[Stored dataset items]
▼

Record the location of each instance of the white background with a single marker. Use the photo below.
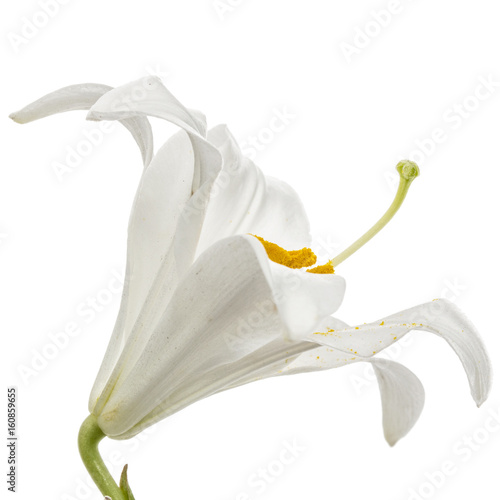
(62, 240)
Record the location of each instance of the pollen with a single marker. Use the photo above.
(323, 269)
(295, 259)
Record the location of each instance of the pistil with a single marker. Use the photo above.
(408, 171)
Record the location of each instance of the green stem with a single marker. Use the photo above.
(89, 437)
(408, 171)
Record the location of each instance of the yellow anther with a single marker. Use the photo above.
(323, 269)
(295, 259)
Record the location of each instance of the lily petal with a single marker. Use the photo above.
(402, 397)
(244, 201)
(223, 310)
(82, 97)
(148, 97)
(440, 317)
(164, 189)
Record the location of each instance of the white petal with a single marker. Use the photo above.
(402, 397)
(224, 310)
(441, 317)
(305, 299)
(148, 96)
(164, 190)
(244, 201)
(82, 97)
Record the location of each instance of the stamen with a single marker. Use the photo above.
(294, 259)
(408, 171)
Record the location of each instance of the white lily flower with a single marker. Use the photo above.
(207, 305)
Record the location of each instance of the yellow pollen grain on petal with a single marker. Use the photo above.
(295, 259)
(323, 269)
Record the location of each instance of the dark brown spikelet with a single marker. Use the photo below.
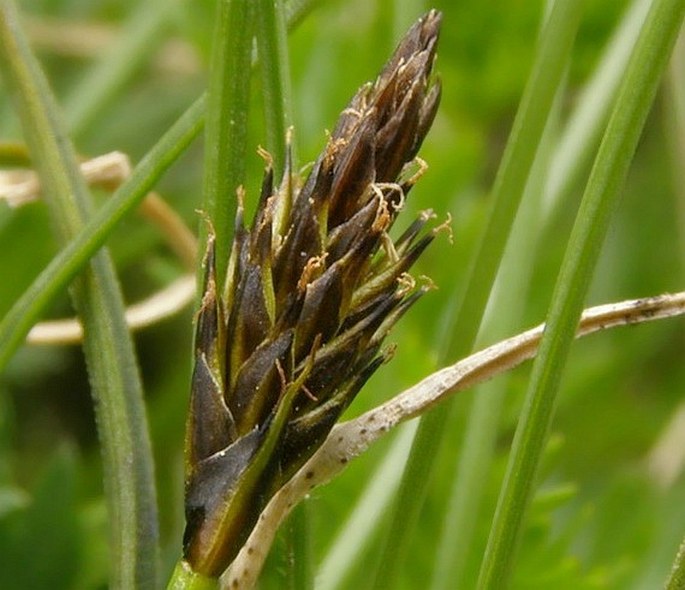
(313, 287)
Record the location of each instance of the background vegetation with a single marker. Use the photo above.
(607, 515)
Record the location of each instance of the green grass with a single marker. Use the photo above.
(599, 513)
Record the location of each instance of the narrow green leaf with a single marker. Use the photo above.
(275, 69)
(636, 94)
(550, 62)
(65, 266)
(116, 388)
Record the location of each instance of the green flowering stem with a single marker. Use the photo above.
(184, 578)
(227, 120)
(676, 579)
(636, 94)
(273, 61)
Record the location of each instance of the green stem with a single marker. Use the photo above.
(273, 58)
(109, 75)
(184, 578)
(115, 383)
(635, 97)
(551, 59)
(226, 129)
(676, 579)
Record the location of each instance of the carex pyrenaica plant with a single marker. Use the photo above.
(313, 287)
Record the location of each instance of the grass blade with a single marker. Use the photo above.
(551, 60)
(68, 263)
(647, 63)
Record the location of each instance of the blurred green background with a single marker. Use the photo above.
(609, 519)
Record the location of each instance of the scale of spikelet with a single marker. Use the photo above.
(313, 287)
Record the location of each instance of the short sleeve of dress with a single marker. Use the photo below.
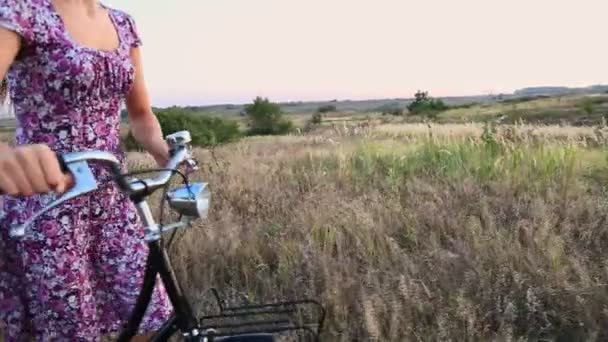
(17, 16)
(134, 37)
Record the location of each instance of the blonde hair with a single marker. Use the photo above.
(3, 90)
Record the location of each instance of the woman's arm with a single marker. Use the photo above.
(143, 123)
(26, 169)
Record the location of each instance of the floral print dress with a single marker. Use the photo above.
(76, 274)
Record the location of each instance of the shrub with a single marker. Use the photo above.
(327, 109)
(205, 131)
(423, 104)
(266, 118)
(317, 118)
(391, 109)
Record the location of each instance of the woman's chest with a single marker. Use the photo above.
(62, 69)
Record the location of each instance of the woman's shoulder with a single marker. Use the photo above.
(26, 17)
(125, 22)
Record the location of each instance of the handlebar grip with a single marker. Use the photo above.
(62, 165)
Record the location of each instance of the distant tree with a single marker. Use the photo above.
(317, 118)
(266, 118)
(327, 109)
(423, 104)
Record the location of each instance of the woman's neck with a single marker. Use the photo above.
(91, 6)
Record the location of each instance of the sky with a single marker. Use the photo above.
(229, 51)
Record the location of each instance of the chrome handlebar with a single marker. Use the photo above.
(192, 201)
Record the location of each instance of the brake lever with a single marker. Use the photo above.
(84, 182)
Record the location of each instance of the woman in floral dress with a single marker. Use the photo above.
(76, 274)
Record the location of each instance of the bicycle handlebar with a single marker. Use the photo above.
(84, 181)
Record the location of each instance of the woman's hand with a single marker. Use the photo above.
(30, 169)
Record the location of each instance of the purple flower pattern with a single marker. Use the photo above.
(77, 273)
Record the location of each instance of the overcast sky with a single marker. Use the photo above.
(218, 51)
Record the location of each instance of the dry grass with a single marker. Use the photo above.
(407, 237)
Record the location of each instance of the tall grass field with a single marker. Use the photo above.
(411, 232)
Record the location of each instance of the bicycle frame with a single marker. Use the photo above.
(190, 201)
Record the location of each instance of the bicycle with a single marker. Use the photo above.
(191, 202)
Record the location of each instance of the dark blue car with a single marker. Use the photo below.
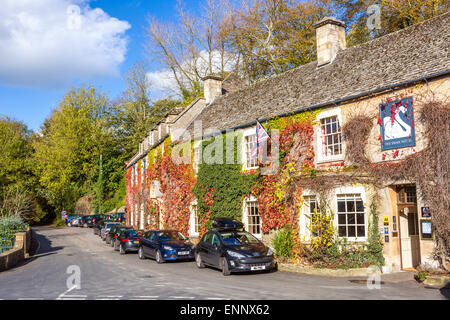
(165, 245)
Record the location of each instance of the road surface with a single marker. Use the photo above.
(107, 275)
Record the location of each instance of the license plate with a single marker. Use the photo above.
(258, 268)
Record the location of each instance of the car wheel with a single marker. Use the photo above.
(141, 253)
(159, 258)
(225, 267)
(199, 261)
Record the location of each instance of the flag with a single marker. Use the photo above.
(261, 138)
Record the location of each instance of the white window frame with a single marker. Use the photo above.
(245, 216)
(197, 156)
(321, 157)
(361, 191)
(306, 217)
(247, 133)
(194, 227)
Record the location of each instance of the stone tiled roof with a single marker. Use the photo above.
(415, 52)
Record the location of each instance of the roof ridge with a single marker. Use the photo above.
(391, 34)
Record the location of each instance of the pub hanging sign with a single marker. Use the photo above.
(397, 124)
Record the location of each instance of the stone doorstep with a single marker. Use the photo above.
(393, 277)
(437, 282)
(356, 272)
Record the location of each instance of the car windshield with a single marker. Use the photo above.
(131, 233)
(170, 235)
(237, 238)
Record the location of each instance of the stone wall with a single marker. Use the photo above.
(20, 251)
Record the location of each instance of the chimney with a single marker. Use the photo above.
(330, 38)
(212, 88)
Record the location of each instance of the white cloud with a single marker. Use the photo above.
(46, 43)
(163, 82)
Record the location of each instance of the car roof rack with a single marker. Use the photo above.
(223, 224)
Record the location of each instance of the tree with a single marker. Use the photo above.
(15, 154)
(191, 48)
(272, 36)
(395, 15)
(69, 146)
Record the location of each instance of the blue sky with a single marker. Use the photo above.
(43, 61)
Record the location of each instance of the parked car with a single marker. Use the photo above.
(70, 218)
(165, 245)
(98, 225)
(127, 240)
(114, 232)
(230, 248)
(75, 222)
(105, 229)
(85, 220)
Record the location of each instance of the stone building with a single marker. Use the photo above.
(383, 79)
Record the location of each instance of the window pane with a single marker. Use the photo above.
(351, 231)
(359, 206)
(360, 218)
(350, 219)
(361, 231)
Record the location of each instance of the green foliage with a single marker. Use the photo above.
(283, 243)
(228, 184)
(11, 225)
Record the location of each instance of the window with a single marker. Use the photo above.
(195, 219)
(351, 216)
(249, 142)
(331, 137)
(196, 159)
(407, 195)
(253, 217)
(311, 210)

▲

▶ [WHAT IS EXPECTED]:
Transcribe all of the entries word for word, but skip any pictures they contain.

▶ [EXERCISE SOLUTION]:
Record the location of each instance of the white background with a single marker. Use the photo below.
(62, 240)
Record the location of each instance of the pollen with a single marker. Use the photo above.
(323, 269)
(295, 259)
Record the location of each instance of the pistil with a single marker. Use the photo above.
(408, 171)
Record the location of each instance of the green stem with a single marker. Use the photo above.
(89, 437)
(408, 171)
Record the location of each instance of the yellow anther with a single marker. Use the photo above.
(323, 269)
(295, 259)
Record the location of each instance of the lily petal with a single marker. Use the photo above.
(402, 397)
(244, 201)
(223, 310)
(82, 97)
(148, 97)
(440, 317)
(164, 189)
Record the location of each instance of the white petal with a single marker. Use the photo above.
(402, 397)
(224, 310)
(441, 317)
(305, 299)
(148, 96)
(164, 190)
(244, 201)
(82, 97)
Record the location of each instance of the stamen with a single marker. Use the photo above.
(294, 259)
(408, 171)
Record the location of each instance of the white lily flower with a single marker. Use the photo above.
(207, 305)
Record the location of each instance of the yellow pollen grain on petal with a single marker. Use the photo above.
(295, 259)
(323, 269)
Record the location of each instance of the dark brown spikelet with a single marker. Use the photo below.
(313, 287)
Record the location of each instance of the background vegetation with a single marker. Use the photo above.
(607, 515)
Record the location of each instance of the green grass with a single marker. Use the photo above.
(599, 513)
Record the location of each instance of the narrow green leaf with a single marker. Use the photo above.
(275, 69)
(636, 94)
(550, 62)
(65, 266)
(116, 388)
Record the location of each instance of the green flowering stem with a single marker. Use the photo above.
(184, 578)
(227, 120)
(676, 579)
(636, 94)
(273, 61)
Record the location of each instance of the green stem with a single marker. Use the photo above.
(273, 58)
(109, 75)
(184, 578)
(115, 383)
(635, 97)
(551, 59)
(226, 129)
(676, 579)
Record the location of each instance of the carex pyrenaica plant with a single marker. Use the photo above.
(313, 287)
Record the location of each instance of the grass blade with a single marker. Use the photo above.
(551, 60)
(68, 263)
(647, 63)
Record the location of each instance of the blurred green background with a single marker. Use the photo above.
(609, 519)
Record the location of each instance of the scale of spikelet with a single marker. Use the photo above.
(313, 287)
Record the location of each instance of the short sleeve of dress with a single marker. Use the photo below.
(17, 16)
(134, 37)
Record the location of each instance of the blonde hair with a single marker. Use the photo above.
(3, 90)
Record the location of each instance of the woman's arm with a single marker. Use the photo above.
(143, 123)
(26, 169)
Record the location of each instance of the floral print dress with a single marker. Use the photo above.
(76, 274)
Record the location of each instance of the shrub with a single marker. Use the photo above.
(327, 109)
(205, 131)
(423, 104)
(266, 118)
(317, 118)
(391, 109)
Record the location of each instance of the woman's chest with a single marker. Use the photo above.
(62, 69)
Record the location of each instance of the woman's shoulder with a single marker. Use the photo above.
(26, 17)
(125, 22)
Record the location of each instance of the handlebar grip with a single marker. Use the photo above.
(62, 165)
Record the location of each instance of the distant tree with a single marker. Use the photo above.
(317, 118)
(266, 118)
(327, 109)
(423, 104)
Record the location of each instance of the woman's neck with a single marker. Use the photo above.
(91, 6)
Record the location of each instance of the sky with a single marker. Use the photo above.
(229, 51)
Record the location of each instance of the chrome handlebar with a single marker. Use the photo above.
(192, 201)
Record the location of each instance of the brake lever with a single marker. Use the photo above.
(84, 182)
Record the location of each instance of the woman in floral dress with a single marker. Use the photo above.
(76, 274)
Record the location of each instance of the bicycle handlebar with a single marker. Use the photo above.
(84, 181)
Record the location of each instance of the woman's hand with a single marker. Use the photo above.
(30, 169)
Record the location of each instance of the purple flower pattern with a single marker. Use the photo above.
(77, 273)
Record the location of each instance of the overcast sky with a single marker. Use the photo above.
(218, 51)
Record the location of each instance of the dry grass with a single marker. Use the photo above.
(407, 237)
Record the location of each instance of the tall grass field with a single marker. Use the photo above.
(411, 232)
Record the location of each instance of the bicycle frame with a single marker. Use the photo above.
(190, 201)
Record the location of each instance of the bicycle with a single marker. Use the photo above.
(191, 202)
Record the location of each instance of the dark blue car with a single marker. Use the photo below.
(165, 245)
Record the location of each instance of the road surface with a single marker. Use the photo above.
(107, 275)
Record the location of each instance of the license plate with a single marker. Use the photo above.
(258, 268)
Record the location of each instance of the car wheel with a single marker. Use the photo above.
(141, 253)
(159, 258)
(225, 267)
(199, 261)
Record the location of each instance of the flag with a single marker. Use the photo above.
(261, 138)
Record the location of each instance of the white window frame with a single marker. Use the photo above.
(245, 216)
(197, 156)
(321, 157)
(361, 191)
(306, 217)
(247, 133)
(194, 227)
Record the location of each instance of the stone tiled roof with a single marker. Use the photo above.
(415, 52)
Record the location of each instance of the roof ridge with a single marker. Use the photo above.
(391, 34)
Record the location of each instance of the pub hanging sign with a single marker. Use the photo above.
(397, 124)
Record the location of each instance of the stone doorstep with a single marker. Use the photo above.
(393, 277)
(437, 282)
(356, 272)
Record the location of each instance of the car windshield with a single marker. Use the photo above.
(131, 233)
(170, 235)
(237, 238)
Record the location of each instance of the stone wall with a single marker. Use the photo above.
(20, 251)
Record the location of each instance of the chimney with a single marker. Use the photo above.
(330, 38)
(212, 88)
Record the location of each instance of the white cloud with a single marker. Use the photo above.
(46, 43)
(163, 82)
Record the location of each instance of the car roof rack with a single marker. Use the photo above.
(223, 224)
Record the location of each instance of the tree with a single marker. Use the photo above.
(15, 154)
(191, 48)
(272, 36)
(395, 15)
(69, 146)
Record the location of each instance of the blue sky with a single marker. Use the photo above.
(43, 61)
Record the location of each instance of the parked car with a single marker. Use the photo above.
(70, 218)
(165, 245)
(98, 225)
(127, 240)
(114, 232)
(230, 248)
(75, 222)
(105, 229)
(85, 220)
Record the location of each instance of the stone building with a single marker. Use the photo above.
(383, 79)
Record the location of each instance of the window pane with a single marker. Use the photo above.
(351, 231)
(359, 206)
(360, 218)
(350, 219)
(361, 231)
Record the location of each instance of the green foliage with a single marker. Use the photo above.
(283, 243)
(228, 184)
(11, 225)
Record the location of each instance of the window with a single marker. Use the photo above.
(195, 219)
(351, 216)
(249, 142)
(331, 137)
(196, 159)
(407, 195)
(253, 217)
(311, 210)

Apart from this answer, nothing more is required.